• [Task instructions] The records below should be set down in full, please, without any change.

------------------------

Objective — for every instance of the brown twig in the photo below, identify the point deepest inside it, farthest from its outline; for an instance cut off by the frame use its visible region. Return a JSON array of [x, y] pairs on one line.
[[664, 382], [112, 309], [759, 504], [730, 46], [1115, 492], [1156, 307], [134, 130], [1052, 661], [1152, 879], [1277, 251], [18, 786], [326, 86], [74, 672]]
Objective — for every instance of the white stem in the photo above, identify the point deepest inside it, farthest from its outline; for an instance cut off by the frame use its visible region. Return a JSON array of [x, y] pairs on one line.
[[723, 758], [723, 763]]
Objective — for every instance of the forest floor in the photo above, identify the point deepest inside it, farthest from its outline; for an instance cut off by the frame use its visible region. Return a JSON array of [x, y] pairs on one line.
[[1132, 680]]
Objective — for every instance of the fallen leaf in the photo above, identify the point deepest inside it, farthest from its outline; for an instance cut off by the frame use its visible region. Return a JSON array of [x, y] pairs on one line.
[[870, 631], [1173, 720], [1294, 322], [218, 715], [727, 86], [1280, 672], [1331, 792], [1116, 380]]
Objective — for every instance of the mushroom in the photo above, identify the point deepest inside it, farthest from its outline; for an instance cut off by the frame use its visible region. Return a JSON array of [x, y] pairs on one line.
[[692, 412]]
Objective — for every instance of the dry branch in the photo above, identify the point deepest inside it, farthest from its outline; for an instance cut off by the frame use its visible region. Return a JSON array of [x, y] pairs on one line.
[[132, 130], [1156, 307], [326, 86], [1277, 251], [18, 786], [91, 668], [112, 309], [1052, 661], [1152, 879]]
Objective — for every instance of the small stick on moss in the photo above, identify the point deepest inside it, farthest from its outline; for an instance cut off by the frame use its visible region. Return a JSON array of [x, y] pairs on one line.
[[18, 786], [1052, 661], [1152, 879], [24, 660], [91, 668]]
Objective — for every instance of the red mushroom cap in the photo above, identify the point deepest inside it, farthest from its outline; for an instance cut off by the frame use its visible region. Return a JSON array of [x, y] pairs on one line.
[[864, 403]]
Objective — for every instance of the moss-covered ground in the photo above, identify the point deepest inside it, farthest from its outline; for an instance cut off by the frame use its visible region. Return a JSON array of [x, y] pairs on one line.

------------------------

• [Finished task]
Objective — for every instance of the brown twig in the photo below, identify the point deepest inside it, farthest from its outline; for an instance cut off by the frame use its visible region. Return a JSON array of [x, y] pairs on one line.
[[664, 382], [112, 309], [759, 504], [730, 46], [1115, 492], [1156, 307], [134, 130], [1052, 661], [1152, 879], [1277, 251], [18, 786], [326, 86], [74, 672]]
Objective — for every instance of the white stem in the photo above, identify the point deepest inside it, farthest from its outline; for an instance cut off by the frame use its visible region. Return a JSON array of [x, y] pairs on one line.
[[723, 758], [723, 763]]
Objective — for every instance of the forest floor in the photo above, identify the point deepest inside it, farthest from its outline; for an instance cut off by the frame use its visible region. Return a JSON array of [x, y] pairs on one line.
[[1132, 680]]
Objective — for every instance of the fallen leaf in the photo above, identify the point deepest inside it, farthest from its outline; for an instance cut off by the frame use its visible region. Return a JSON array of [x, y] pairs on one line.
[[870, 631], [1173, 720], [1294, 322], [218, 715], [727, 86], [1280, 672], [1331, 792], [1116, 380]]
Objective — for every instance of the mushroom in the photo above, identify the point deepest inside it, farthest from its outline; for an instance cut off by the frame use its visible region. Return a JSON array of [x, y] pairs on one line.
[[692, 412]]
Objective — for every instance of the dry branch in the photo above, identify the point deepest inside it, farthest from its outline; for an instance cut off by the frame use its visible region. Return a JSON array of [x, y] pairs on one line.
[[132, 130], [1156, 307], [326, 86], [1277, 251], [18, 786], [91, 668], [112, 309], [1052, 661], [1152, 879]]
Objective — for every instance of the small stick on moss in the photo above, identify the point deepest inside it, farthest from its outline; for an instance cut off by the frame use its visible region. Return a JSON array of [x, y] pairs on one line.
[[18, 786], [1052, 661], [1152, 879], [24, 660], [91, 668]]
Objective — for every instance of the red mushroom cap in the photo above, identify the point deepest inside it, farthest from its outline; for an instance cut off by the frame use its visible region. Return a JSON array of [x, y] pairs on one line.
[[864, 403]]
Objective — for every instance of the moss-covered ground in the photo above, identify the point deepest inside it, farthest from its outline; for an instance cut off by the frame use its visible region. Return a JSON array of [x, y] pairs on one line.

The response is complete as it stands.